Senators push for USDS, 18F to ramp help to states struggling with legacy tech.
Sen. Ron Wyden (D-Ore.) and 15 Democratic colleagues are asking congressional leadership to appropriate more funds for federal technology innovators to help states whose legacy IT systems are fracturing under the demand created by the COVID-19 pandemic.
Unemployment benefits systems in New York, New Jersey, Florida and elsewhere are cracking under a record number of claims. New Jersey's governor even put out a call for COBOL programmers to come and help maintain legacy IT systems.
"The COVID-19 pandemic has overwhelmed state and local government benefits systems due to unprecedented numbers of applications and outdated systems," Wyden wrote in an April 22 letter. "More than 22 million Americans have filed unemployment claims in the past four weeks alone."
Wyden wants the next COVID-19 rescue package passed by Congress to include help for struggling states, with a $50 million emergency appropriation for the U.S. Digital Service (USDS) and $25 million to the Federal Citizen Services Fund to support the Technology Transformation Services (TTS).
Additionally, Wyden is looking to cut red tape that currently binds federal-state agreements, requiring months of negotiations before federal agencies can share resources.

RAW DATA:

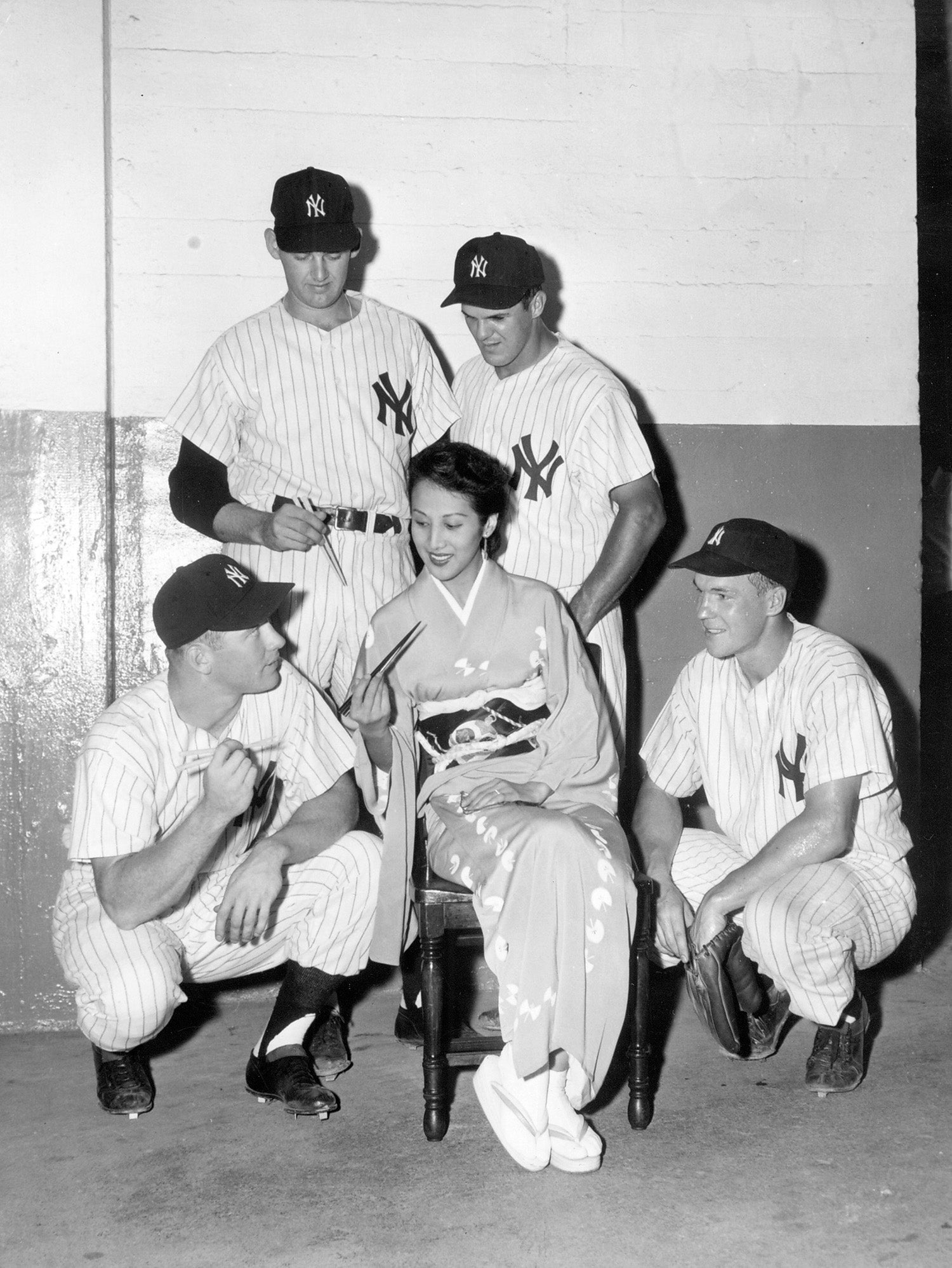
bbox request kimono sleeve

PROBLEMS TO WORK ON:
(a) Rewrite the passage of the article on the senators' push for USDS and 18F, starting at "Senators push for" and ending at "legacy IT systems.", renaming "COBOL" to "Fortran".
(b) Answer these questions from the article on the senators' push for USDS and 18F:
(i) How many Democratic colleagues joined Wyden in the request?
(ii) On what date did Wyden write his letter?
(iii) How large an emergency appropriation does Wyden want for the U.S. Digital Service?

TASK RESPONSES:
(a)
Senators push for USDS, 18F to ramp help to states struggling with legacy tech.
Sen. Ron Wyden (D-Ore.) and 15 Democratic colleagues are asking congressional leadership to appropriate more funds for federal technology innovators to help states whose legacy IT systems are fracturing under the demand created by the COVID-19 pandemic.
Unemployment benefits systems in New York, New Jersey, Florida and elsewhere are cracking under a record number of claims. New Jersey's governor even put out a call for Fortran programmers to come and help maintain legacy IT systems.

(b)
(i) 15
(ii) April 22
(iii) $50 million